AIM -> Gather every line of the data below that contains the string "water" and copy each one in full. Case counts.

(An excerpt from a dataset)
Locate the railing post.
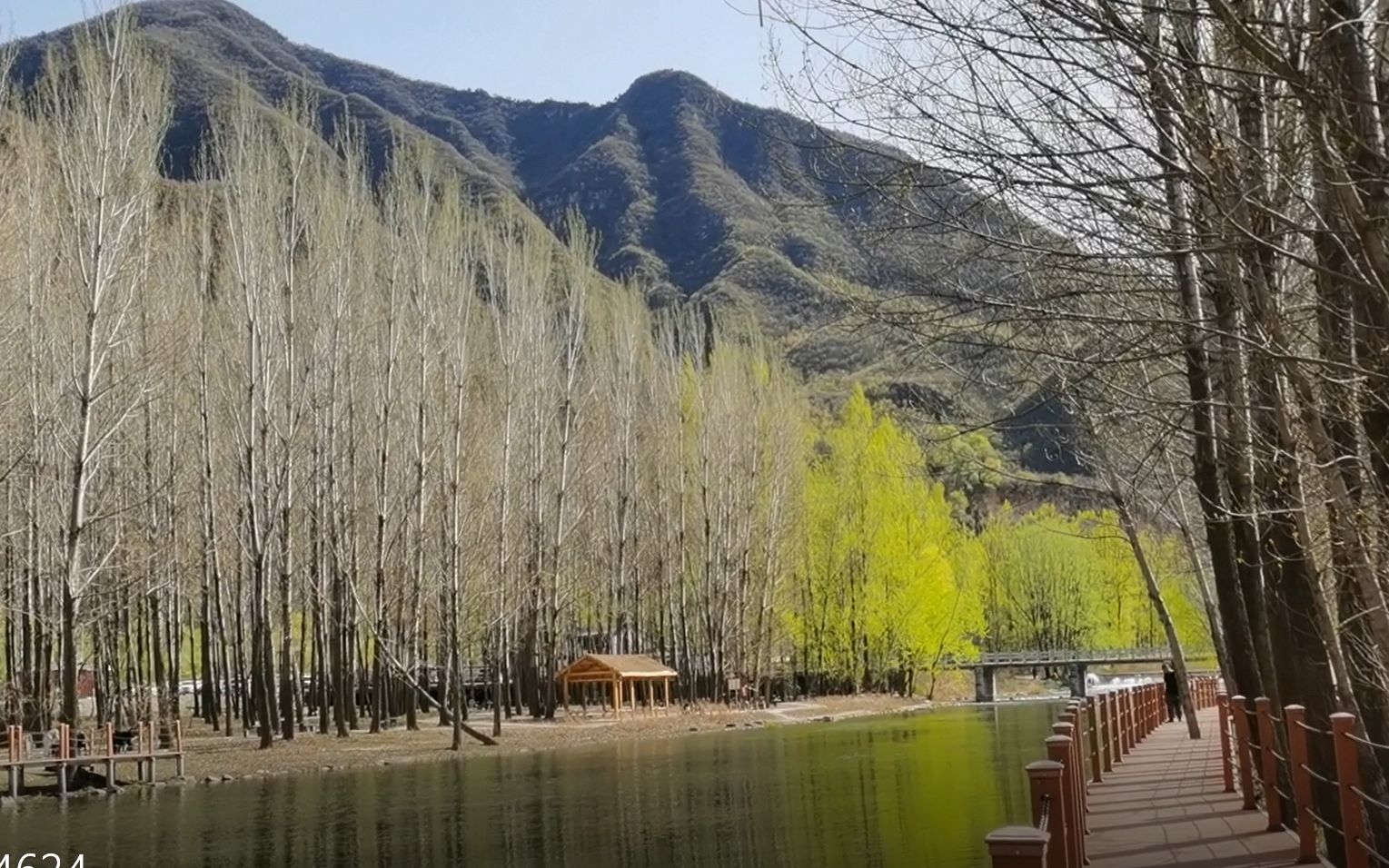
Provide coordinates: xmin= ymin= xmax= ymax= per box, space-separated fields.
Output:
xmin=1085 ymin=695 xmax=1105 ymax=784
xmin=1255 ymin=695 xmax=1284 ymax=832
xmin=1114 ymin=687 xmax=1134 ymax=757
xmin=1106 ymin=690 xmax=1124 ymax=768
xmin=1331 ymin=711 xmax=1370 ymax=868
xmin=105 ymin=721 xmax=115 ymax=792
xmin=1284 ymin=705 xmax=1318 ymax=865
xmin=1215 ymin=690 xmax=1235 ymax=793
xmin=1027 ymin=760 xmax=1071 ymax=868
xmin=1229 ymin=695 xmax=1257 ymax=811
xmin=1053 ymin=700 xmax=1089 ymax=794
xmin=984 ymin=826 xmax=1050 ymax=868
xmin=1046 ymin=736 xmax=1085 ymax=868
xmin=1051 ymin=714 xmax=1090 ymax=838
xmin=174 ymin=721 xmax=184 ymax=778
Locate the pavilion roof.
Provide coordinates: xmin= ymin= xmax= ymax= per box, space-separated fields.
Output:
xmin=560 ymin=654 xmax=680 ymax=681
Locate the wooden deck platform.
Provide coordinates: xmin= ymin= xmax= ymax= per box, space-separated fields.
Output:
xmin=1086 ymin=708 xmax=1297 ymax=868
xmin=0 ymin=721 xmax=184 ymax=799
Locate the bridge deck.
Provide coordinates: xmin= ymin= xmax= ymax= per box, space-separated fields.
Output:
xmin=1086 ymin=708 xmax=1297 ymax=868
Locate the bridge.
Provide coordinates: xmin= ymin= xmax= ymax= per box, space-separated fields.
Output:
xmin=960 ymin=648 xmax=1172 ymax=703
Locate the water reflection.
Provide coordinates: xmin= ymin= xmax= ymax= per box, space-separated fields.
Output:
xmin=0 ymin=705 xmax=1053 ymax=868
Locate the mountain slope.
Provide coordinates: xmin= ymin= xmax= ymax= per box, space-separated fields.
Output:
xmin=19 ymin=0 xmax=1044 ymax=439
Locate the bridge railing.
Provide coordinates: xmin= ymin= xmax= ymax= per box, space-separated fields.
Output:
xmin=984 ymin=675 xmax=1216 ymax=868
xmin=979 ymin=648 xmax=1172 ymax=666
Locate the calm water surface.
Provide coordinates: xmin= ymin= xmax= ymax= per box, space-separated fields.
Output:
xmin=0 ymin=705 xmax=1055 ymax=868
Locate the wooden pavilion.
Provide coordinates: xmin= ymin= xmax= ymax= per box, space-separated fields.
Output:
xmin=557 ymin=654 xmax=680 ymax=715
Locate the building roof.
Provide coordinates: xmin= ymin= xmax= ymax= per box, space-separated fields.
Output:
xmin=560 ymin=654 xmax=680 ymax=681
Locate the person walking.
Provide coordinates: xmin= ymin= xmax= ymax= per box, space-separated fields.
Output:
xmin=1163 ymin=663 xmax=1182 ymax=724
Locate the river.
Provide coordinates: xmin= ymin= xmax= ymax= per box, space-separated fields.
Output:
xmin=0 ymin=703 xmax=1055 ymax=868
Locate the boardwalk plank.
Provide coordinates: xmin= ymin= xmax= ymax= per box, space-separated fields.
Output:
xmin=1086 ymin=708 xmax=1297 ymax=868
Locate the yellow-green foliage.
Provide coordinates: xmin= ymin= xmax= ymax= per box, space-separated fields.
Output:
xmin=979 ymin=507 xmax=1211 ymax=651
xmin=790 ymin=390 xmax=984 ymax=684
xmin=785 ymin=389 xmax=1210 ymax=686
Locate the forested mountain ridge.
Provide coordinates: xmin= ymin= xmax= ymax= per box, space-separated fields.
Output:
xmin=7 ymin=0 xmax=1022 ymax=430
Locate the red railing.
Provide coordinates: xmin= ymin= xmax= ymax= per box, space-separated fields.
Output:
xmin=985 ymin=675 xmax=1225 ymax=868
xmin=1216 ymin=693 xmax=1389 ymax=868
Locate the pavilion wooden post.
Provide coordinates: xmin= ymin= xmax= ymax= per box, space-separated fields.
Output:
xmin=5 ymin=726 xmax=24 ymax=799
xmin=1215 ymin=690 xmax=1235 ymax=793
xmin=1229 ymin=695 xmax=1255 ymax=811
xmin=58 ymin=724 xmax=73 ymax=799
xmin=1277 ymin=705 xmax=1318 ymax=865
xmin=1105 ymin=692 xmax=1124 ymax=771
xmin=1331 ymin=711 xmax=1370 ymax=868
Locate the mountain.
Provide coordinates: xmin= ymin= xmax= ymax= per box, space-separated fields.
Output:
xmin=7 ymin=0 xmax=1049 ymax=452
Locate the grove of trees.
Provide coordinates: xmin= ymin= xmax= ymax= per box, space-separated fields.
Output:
* * *
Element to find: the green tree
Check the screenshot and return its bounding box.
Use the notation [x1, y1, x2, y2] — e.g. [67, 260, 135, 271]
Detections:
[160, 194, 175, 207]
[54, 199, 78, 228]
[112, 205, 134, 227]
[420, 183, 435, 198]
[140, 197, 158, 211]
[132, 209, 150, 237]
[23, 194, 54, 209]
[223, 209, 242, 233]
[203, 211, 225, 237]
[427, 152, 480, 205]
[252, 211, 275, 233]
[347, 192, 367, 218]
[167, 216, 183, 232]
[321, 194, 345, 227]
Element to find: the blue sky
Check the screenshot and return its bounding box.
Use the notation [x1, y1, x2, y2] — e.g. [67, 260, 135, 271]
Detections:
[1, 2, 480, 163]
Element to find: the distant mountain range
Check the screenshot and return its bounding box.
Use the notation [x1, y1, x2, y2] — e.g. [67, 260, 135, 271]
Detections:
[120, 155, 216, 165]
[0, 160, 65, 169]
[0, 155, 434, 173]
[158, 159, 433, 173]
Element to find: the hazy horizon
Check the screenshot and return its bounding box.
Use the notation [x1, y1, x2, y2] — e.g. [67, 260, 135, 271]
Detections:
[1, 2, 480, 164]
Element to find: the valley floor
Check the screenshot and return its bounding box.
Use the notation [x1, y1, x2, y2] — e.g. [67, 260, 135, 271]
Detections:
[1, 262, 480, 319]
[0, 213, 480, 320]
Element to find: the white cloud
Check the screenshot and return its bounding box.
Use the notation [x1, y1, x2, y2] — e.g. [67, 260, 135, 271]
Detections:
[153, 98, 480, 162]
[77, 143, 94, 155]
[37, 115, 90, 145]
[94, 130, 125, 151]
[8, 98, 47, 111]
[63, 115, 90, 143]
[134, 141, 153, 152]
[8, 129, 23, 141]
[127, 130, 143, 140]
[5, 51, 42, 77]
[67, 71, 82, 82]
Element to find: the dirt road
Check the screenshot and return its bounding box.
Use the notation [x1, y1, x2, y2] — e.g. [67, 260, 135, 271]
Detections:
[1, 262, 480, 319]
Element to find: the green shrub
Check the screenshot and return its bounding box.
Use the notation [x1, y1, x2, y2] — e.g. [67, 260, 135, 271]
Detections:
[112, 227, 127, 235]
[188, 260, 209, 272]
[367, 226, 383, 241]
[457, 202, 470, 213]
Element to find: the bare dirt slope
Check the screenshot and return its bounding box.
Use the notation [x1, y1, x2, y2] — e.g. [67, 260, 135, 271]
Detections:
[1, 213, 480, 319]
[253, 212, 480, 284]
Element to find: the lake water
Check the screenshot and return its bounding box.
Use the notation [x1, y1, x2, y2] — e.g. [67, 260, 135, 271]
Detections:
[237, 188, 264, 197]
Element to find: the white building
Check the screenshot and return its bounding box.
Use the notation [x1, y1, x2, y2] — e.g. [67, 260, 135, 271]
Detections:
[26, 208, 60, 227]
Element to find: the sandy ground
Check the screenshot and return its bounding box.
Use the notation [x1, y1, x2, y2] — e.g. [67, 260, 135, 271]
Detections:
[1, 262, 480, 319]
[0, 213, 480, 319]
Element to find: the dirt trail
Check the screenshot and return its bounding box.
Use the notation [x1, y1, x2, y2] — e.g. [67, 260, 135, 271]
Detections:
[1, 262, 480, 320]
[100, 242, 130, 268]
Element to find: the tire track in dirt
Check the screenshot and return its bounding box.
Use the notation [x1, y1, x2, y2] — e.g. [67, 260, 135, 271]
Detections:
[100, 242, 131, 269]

WRITTEN SOLUTION ->
Locate the water reflection.
Locate the calm water surface.
Element to find: the lake water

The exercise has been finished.